**TASK ITEM A**
From the NWIFCA comments, list the potential impacts on coastal and marine systems that could arise during construction of the mine and its associated infrastructure.
**TASK ITEM B**
Condense the paragraph of the NWIFCA comments beginning "The NWIFCA notes that construction works" into a short bulleted list that keeps its main facts.

**EXERCISE PASSAGE**


  2. Position of the discharge pipeline and diffuser – will be subject to an MMO Marine Licence application at which point NWIFCA will respond formally to an MMO consultation. Until more detailed particulars are decided for pipeline specification and position NWIFCA reserves concerns over impacts on coastal and intertidal habitats and species.At this stage NWIFCA would ask that the design ensures that all outfall pipeline discharge is below the lowest astronomical tide to prevent risk of impact on intertidal areas.
  3. Further potential impacts on coastal and marine systems could be impacted by the following during construction of the mine and its associated infrastructure:
    1. Physical mobilisation (such as soil erosion, run-off and sediment deposition);
    2. Disturbance of existing contaminated soils during earthworks or increased infiltration;
    3. Leaching once the soil is removed and areas of open excavations are exposed.

    The NWIFCA notes that construction works will be managed under a Construction Environment Management Plan (CEMP) that will be developed post-planning determination, and would request early sight of the plan once drafted. As above NWIFCA reserves concerns over the risk of contaminated water reaching the coastal and marine waters until further detail has been put forward.

  1. Storm water discharge – NWIFCA has learned from the documentation that during the operational phase, the anticipated discharge of excess storm water flows from the site into the sea via the existing outfall has the potential to provide a pathway for contaminants into the marine environment. These flows will be sporadic and unpredictable in nature. WCM state that drainage and water treatment infrastructure on-site will be designed to ensure that storm flows are passed through silt traps and oil interceptors and to enable flows to be discharged at a controlled rate to ensure that any significant influx of storm water into the marine environment does not occur.As a result WCM consider that the risk of the storm water discharge leading to adverse operational phase effects are considered be negligible. An Environmental Permit for this discharge will be required and NWIFCA deigns to Environment Agency advice on this point.

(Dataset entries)
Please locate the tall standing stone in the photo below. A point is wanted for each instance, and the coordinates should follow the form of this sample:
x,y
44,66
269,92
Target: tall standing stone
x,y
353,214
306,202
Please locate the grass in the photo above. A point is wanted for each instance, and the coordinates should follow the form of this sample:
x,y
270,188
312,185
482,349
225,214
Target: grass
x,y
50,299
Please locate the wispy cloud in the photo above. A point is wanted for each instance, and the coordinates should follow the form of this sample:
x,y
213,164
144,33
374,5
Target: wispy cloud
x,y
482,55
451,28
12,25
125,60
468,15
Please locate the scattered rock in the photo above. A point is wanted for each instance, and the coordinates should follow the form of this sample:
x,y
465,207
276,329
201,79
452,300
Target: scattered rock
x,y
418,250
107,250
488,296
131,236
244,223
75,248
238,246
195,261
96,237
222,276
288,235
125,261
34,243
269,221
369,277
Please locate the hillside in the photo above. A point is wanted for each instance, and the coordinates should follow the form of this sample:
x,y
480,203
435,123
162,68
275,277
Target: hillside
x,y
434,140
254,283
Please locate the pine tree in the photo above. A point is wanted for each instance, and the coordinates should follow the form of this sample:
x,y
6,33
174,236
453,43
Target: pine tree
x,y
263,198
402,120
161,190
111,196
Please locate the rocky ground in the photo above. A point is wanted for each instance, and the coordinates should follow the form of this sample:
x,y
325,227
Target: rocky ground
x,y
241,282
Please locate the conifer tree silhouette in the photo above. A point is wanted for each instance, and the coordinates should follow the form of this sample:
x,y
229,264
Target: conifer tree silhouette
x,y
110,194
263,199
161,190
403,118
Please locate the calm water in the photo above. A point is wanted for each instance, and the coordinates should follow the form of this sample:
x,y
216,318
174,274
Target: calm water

**ANSWER BOX A**
- Physical mobilisation (such as soil erosion, run-off and sediment deposition)
- Disturbance of existing contaminated soils during earthworks or increased infiltration
- Leaching once the soil is removed and areas of open excavations are exposed

**ANSWER BOX B**
- Construction works will be managed under a Construction Environment Management Plan (CEMP), to be developed after the planning determination.
- NWIFCA requests early sight of the plan once it is drafted.
- Until further detail is put forward, NWIFCA reserves concerns over the risk of contaminated water reaching coastal and marine waters.